● Exercise description: What to return is the tail of the data, from the line that contains "Target: ocean water" down to the last line, copied exactly.

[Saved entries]
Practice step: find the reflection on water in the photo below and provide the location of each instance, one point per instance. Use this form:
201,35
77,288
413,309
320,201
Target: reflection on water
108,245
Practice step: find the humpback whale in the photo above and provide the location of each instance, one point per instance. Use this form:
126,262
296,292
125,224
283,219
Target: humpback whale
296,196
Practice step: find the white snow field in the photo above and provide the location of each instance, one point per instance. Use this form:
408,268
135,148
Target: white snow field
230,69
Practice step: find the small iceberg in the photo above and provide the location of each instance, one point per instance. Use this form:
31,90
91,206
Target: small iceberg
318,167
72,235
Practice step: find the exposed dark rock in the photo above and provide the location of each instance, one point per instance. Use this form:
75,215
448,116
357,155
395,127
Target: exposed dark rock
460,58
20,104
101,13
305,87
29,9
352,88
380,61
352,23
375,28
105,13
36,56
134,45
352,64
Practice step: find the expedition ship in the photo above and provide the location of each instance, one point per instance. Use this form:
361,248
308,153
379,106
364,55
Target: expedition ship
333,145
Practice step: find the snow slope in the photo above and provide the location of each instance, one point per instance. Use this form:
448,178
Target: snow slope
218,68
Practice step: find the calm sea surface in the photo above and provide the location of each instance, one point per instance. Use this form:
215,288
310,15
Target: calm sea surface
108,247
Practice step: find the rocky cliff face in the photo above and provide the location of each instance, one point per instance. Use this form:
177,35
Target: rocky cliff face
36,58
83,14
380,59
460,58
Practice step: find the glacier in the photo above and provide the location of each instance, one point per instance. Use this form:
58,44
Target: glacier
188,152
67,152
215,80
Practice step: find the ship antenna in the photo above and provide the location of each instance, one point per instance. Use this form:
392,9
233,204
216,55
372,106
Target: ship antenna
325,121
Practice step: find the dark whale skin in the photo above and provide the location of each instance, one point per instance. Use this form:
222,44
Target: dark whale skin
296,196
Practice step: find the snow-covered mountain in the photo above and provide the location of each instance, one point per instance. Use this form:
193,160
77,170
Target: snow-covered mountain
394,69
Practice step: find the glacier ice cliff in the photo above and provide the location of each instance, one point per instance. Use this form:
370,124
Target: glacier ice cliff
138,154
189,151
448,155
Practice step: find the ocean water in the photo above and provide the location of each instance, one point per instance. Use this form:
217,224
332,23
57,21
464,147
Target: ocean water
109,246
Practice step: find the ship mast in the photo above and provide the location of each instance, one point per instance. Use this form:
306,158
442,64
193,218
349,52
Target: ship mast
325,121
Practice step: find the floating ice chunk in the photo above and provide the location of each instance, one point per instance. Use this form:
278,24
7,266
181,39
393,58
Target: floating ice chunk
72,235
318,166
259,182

● Response to this task:
Target: ocean water
109,246
Practice step: find the ship mast in the photo above and provide the location of each instance, one point per instance. Use this form:
306,158
442,64
193,218
349,52
Target: ship mast
325,121
Practice step: find the floating ice chunk in the photo above and provide the location of each instance, one point per instance. Use this form:
278,24
7,266
181,39
393,58
Target: floating ice chunk
72,235
318,166
259,182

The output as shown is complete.